DATA SUPPLIED ->
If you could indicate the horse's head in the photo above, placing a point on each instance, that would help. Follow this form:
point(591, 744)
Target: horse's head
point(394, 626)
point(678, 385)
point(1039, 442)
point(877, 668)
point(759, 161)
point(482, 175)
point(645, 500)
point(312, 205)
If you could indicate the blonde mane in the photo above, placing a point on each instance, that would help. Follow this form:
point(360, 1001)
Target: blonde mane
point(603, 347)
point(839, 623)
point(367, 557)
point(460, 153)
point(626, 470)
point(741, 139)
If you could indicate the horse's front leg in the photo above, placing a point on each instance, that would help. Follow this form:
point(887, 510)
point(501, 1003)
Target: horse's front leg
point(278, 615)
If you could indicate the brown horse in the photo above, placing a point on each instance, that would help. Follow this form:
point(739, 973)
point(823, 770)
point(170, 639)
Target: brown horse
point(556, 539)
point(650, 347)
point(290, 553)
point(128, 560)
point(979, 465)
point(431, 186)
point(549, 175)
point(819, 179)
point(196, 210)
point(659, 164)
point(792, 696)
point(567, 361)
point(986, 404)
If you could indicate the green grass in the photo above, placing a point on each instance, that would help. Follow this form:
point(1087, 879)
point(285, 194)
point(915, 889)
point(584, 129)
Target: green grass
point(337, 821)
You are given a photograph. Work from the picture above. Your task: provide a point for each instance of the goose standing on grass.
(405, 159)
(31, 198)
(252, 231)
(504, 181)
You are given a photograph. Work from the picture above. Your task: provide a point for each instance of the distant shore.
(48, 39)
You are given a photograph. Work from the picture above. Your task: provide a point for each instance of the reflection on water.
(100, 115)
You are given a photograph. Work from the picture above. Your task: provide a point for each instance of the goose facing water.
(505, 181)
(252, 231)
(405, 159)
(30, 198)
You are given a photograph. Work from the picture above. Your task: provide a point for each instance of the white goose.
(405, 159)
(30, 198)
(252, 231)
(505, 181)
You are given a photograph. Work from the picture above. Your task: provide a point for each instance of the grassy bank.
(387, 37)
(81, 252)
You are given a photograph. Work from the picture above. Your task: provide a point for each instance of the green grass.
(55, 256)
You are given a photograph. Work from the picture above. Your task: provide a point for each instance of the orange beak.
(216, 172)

EXERCISE PROMPT ->
Can you render all of the lines above as a Markdown table, with a row number under "n" and the line itself under "Line", skipping any blank lines?

EXPECTED ANSWER ->
| n | Line |
|---|---|
| 1 | If you could indicate the horse's head in the photo above, placing a point on each instance, that would help. Follow this form: |
| 2 | point(591, 744) |
| 3 | Target: horse's head |
| 4 | point(394, 626) |
| 5 | point(678, 385) |
| 6 | point(1039, 442) |
| 7 | point(877, 668) |
| 8 | point(759, 161) |
| 9 | point(482, 175) |
| 10 | point(645, 500) |
| 11 | point(312, 205) |
| 12 | If you could indicate the blonde mane in the photo above, placing a point on each instance, that would help. Follow this form: |
| 13 | point(360, 1001) |
| 14 | Target: blonde mane |
| 15 | point(603, 347) |
| 16 | point(839, 623) |
| 17 | point(367, 557) |
| 18 | point(460, 153) |
| 19 | point(626, 470) |
| 20 | point(741, 139) |
| 21 | If you could indicate the horse's front leg in the photo above, placing a point on each instance, that would help. Follow this form: |
| 22 | point(887, 510) |
| 23 | point(501, 1003) |
| 24 | Target: horse's front leg |
| 25 | point(278, 615) |
| 26 | If you could indicate the brown horse in the photo above, placing a point on each instance, that would help. Follow this form: |
| 27 | point(739, 973) |
| 28 | point(823, 770) |
| 29 | point(170, 639) |
| 30 | Target: brown horse |
| 31 | point(556, 539) |
| 32 | point(650, 347) |
| 33 | point(290, 553) |
| 34 | point(128, 560) |
| 35 | point(979, 465) |
| 36 | point(431, 186) |
| 37 | point(549, 175) |
| 38 | point(819, 179) |
| 39 | point(196, 210) |
| 40 | point(659, 164) |
| 41 | point(792, 696) |
| 42 | point(567, 361) |
| 43 | point(986, 404) |
| 44 | If you could indicate the green grass in the photo above, placing a point on each instance, that would help. Follow this form: |
| 45 | point(1087, 879) |
| 46 | point(285, 194) |
| 47 | point(915, 889) |
| 48 | point(584, 129) |
| 49 | Target: green grass |
| 50 | point(337, 821) |
| 51 | You are given a photograph. Work from the picture above. Your task: provide a point for each instance of the goose standing on grass. |
| 52 | (405, 159) |
| 53 | (31, 198) |
| 54 | (252, 231) |
| 55 | (504, 181) |
| 56 | You are given a photograph. Work from the picture above. Your task: provide a point for each instance of the distant shore. |
| 57 | (48, 39) |
| 58 | You are given a photograph. Work from the picture above. Your task: provide a point for each instance of the reflection on water. |
| 59 | (100, 115) |
| 60 | You are given a photograph. Work from the picture above. Your task: provide a point for each instance of the goose facing water. |
| 61 | (505, 181) |
| 62 | (252, 231) |
| 63 | (405, 159) |
| 64 | (30, 198) |
| 65 | You are given a photograph. Work from the picture above. Your task: provide a point for each instance of the white goose. |
| 66 | (405, 159) |
| 67 | (30, 198) |
| 68 | (252, 231) |
| 69 | (505, 181) |
| 70 | You are given a photograph. Work from the picture above. Your task: provide a point for each instance of the grassy bank. |
| 71 | (387, 37) |
| 72 | (81, 252) |
| 73 | You are given a photograph. Work from the picture above. Your task: provide a point for each instance of the green grass. |
| 74 | (55, 256) |
| 75 | You are given a photograph. Work from the picture above. Your task: provide a point for each instance of the orange beak. |
| 76 | (216, 172) |